_Exercise prompt:_ Put every line of the data below into a Markdown table with the columns Row and Line, numbering the lines in order and leaving out blank lines.

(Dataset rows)
---*---

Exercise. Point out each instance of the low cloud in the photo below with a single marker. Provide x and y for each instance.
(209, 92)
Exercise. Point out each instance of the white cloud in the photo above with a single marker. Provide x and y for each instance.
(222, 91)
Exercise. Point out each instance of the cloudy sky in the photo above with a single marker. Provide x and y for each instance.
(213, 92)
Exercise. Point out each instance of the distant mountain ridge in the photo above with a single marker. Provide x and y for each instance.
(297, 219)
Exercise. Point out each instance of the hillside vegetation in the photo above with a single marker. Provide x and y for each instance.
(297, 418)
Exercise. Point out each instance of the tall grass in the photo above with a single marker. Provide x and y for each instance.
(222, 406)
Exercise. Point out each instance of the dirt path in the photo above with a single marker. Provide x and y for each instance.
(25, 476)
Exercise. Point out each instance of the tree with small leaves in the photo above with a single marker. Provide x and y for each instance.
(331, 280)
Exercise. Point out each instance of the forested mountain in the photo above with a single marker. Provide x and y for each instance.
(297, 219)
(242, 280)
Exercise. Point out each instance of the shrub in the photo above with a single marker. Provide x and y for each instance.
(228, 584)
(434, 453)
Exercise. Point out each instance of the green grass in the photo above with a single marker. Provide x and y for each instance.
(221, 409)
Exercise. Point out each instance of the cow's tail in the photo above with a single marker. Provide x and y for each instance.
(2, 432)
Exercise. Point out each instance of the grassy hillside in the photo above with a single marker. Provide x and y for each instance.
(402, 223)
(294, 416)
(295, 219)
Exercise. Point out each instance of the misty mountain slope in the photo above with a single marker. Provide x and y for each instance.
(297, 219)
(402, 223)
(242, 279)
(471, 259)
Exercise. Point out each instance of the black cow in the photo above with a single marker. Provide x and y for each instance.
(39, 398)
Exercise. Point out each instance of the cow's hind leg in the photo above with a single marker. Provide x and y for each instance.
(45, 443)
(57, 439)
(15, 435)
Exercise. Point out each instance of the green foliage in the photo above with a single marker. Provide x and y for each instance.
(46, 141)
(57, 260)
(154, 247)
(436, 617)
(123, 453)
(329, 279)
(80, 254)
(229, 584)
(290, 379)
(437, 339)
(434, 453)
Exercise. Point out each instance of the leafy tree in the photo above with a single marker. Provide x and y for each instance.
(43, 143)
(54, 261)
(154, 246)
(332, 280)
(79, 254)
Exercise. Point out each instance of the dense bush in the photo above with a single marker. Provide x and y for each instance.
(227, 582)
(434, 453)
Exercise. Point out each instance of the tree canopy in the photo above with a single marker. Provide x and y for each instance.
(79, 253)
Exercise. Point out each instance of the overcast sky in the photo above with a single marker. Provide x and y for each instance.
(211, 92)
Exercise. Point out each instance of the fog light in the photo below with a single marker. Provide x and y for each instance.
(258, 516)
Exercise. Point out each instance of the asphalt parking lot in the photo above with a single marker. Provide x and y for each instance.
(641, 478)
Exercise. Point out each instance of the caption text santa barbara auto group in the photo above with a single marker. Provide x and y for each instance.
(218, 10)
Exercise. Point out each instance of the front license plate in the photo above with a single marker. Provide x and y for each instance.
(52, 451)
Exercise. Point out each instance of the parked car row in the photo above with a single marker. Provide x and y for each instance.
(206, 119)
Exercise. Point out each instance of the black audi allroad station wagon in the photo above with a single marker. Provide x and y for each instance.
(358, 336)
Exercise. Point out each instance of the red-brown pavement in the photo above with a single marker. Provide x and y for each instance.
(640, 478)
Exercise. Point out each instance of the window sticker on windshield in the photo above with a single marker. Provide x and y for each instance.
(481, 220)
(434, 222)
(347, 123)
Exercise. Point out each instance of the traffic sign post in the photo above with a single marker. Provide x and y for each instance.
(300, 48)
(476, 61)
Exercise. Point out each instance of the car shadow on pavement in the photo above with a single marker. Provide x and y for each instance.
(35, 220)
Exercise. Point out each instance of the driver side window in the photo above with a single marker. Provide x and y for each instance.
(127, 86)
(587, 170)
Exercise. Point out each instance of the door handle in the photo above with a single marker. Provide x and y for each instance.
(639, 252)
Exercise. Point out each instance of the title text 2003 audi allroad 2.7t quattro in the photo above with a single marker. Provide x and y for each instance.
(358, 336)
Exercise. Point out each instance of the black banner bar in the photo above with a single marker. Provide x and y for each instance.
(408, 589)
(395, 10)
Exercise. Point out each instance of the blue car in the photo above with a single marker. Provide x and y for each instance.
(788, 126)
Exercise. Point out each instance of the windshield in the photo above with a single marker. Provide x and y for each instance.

---*---

_Output for this task:_
| Row | Line |
|---|---|
| 1 | Exercise. Point out each instance of the low cloud in the photo below with a single marker. Provide x and y for each instance. |
| 2 | (209, 92) |
| 3 | Exercise. Point out each instance of the white cloud in the photo above with a single marker. Provide x and y for each instance. |
| 4 | (222, 91) |
| 5 | Exercise. Point out each instance of the cloudy sky in the photo above with a single marker. Provide x and y for each instance. |
| 6 | (213, 92) |
| 7 | Exercise. Point out each instance of the distant mountain ridge in the photo above with a single marker. Provide x and y for each instance. |
| 8 | (297, 219) |
| 9 | Exercise. Point out each instance of the hillside vegetation in the photo above with a single marker. Provide x and y for each instance. |
| 10 | (297, 418) |
| 11 | Exercise. Point out each instance of the tall grass in the photo above with a single marker. Provide x and y for each instance. |
| 12 | (222, 406) |
| 13 | Exercise. Point out each instance of the dirt path in the photo above with a single marker. Provide x and y for each instance. |
| 14 | (25, 476) |
| 15 | Exercise. Point out each instance of the tree with small leaves in the photo above with a single marker. Provide x and y for each instance. |
| 16 | (331, 280) |
| 17 | Exercise. Point out each instance of the forested mountain in the photo above with a single marker. Provide x and y for each instance. |
| 18 | (297, 219) |
| 19 | (242, 280) |
| 20 | Exercise. Point out each instance of the shrub in the photo above with a single marker. Provide x and y for each instance. |
| 21 | (228, 584) |
| 22 | (434, 453) |
| 23 | Exercise. Point out each instance of the green grass in the photo above with a single marker. Provide x and y for each instance. |
| 24 | (221, 409) |
| 25 | Exercise. Point out each instance of the cow's tail in the photo above with a single marker. Provide x and y for each instance. |
| 26 | (2, 432) |
| 27 | Exercise. Point out each instance of the grassy hillside in the photo above with a single marker. Provide x and y for each instance. |
| 28 | (402, 223) |
| 29 | (294, 416) |
| 30 | (295, 219) |
| 31 | Exercise. Point out each instance of the misty mountain slope in the photo above with a single marker. Provide x and y for each instance. |
| 32 | (297, 219) |
| 33 | (402, 223) |
| 34 | (242, 279) |
| 35 | (471, 259) |
| 36 | Exercise. Point out each instance of the black cow in the photo above with a single marker. Provide x and y for each instance. |
| 37 | (39, 398) |
| 38 | Exercise. Point out each instance of the cow's hind leg in the photo above with a single marker. Provide x and y for each instance. |
| 39 | (45, 443) |
| 40 | (57, 439) |
| 41 | (15, 435) |
| 42 | Exercise. Point out each instance of the green foliage in the photo above with a single marker. Provide x and y for each instance. |
| 43 | (46, 141) |
| 44 | (57, 260) |
| 45 | (154, 247) |
| 46 | (436, 617) |
| 47 | (123, 453) |
| 48 | (329, 279) |
| 49 | (80, 254) |
| 50 | (229, 584) |
| 51 | (290, 379) |
| 52 | (437, 339) |
| 53 | (434, 453) |
| 54 | Exercise. Point out each instance of the leafy tree in the photo above with a single marker. Provide x and y for each instance. |
| 55 | (43, 143) |
| 56 | (54, 261) |
| 57 | (154, 246) |
| 58 | (332, 280) |
| 59 | (79, 254) |
| 60 | Exercise. Point out each instance of the dense bush in the photo above with a single marker. Provide x and y for each instance. |
| 61 | (227, 582) |
| 62 | (434, 453) |
| 63 | Exercise. Point out each instance of the tree canopy in the photo above with a single marker. Provide x and y for each instance. |
| 64 | (79, 253) |
| 65 | Exercise. Point out each instance of the overcast sky in the photo above with a single marker. Provide x and y for each instance. |
| 66 | (211, 92) |
| 67 | Exercise. Point out each instance of the fog light in the photo below with a single marker. Provide x and y for each instance. |
| 68 | (258, 516) |
| 69 | Exercise. Point out each instance of the asphalt parking lot in the photo above with a single marker. Provide x and y for each instance. |
| 70 | (641, 478) |
| 71 | Exercise. Point out each instance of the caption text santa barbara auto group in the photo above with a single marker. Provide x and y for each instance. |
| 72 | (218, 10) |
| 73 | Exercise. Point out each instance of the front license plate in the photo above with a single marker. Provide x and y for each instance. |
| 74 | (52, 451) |
| 75 | Exercise. Point out each instance of the parked car row in the photo above with a single marker. Provide x and y for each instance. |
| 76 | (206, 119) |
| 77 | Exercise. Point out each instance of the black audi allroad station wagon in the photo above with a single marker. Provide x and y for each instance. |
| 78 | (358, 336) |
| 79 | Exercise. Point out each instance of the red-brown pavement in the photo above with a single marker. Provide x and y for each instance. |
| 80 | (640, 478) |
| 81 | Exercise. Point out each instance of the window sticker on windshield in the photo above with a single marker. Provide x and y for each instance. |
| 82 | (481, 220) |
| 83 | (434, 222) |
| 84 | (347, 123) |
| 85 | Exercise. Point out each instance of the traffic sign post in the photo above with a single marker. Provide x and y for each instance. |
| 86 | (300, 48) |
| 87 | (476, 61) |
| 88 | Exercise. Point out each instance of the car shadow on pavement in the photo above with a single marker. Provide x and y for each instance. |
| 89 | (35, 220) |
| 90 | Exercise. Point out each instance of the driver side window in the photo above with a single marker. Provide x and y for each instance. |
| 91 | (127, 86) |
| 92 | (587, 170) |
| 93 | Exercise. Point out each instance of the door handle in the photo above with a single marker. Provide x and y for each instance. |
| 94 | (639, 252) |
| 95 | Exercise. Point out each instance of the title text 2003 audi allroad 2.7t quattro in the photo above with a single marker. Provide x and y for each instance. |
| 96 | (358, 336) |
| 97 | Exercise. Point out each instance of the black banner bar in the photo above with a single marker. Provide x and y for each instance. |
| 98 | (408, 589) |
| 99 | (395, 10) |
| 100 | Exercise. Point out each instance of the blue car in the photo above with a single marker. Provide x and y for each instance. |
| 101 | (788, 126) |
| 102 | Exercise. Point out each instance of the windshield in the photo above with a single marker. Provide x and y for each instance. |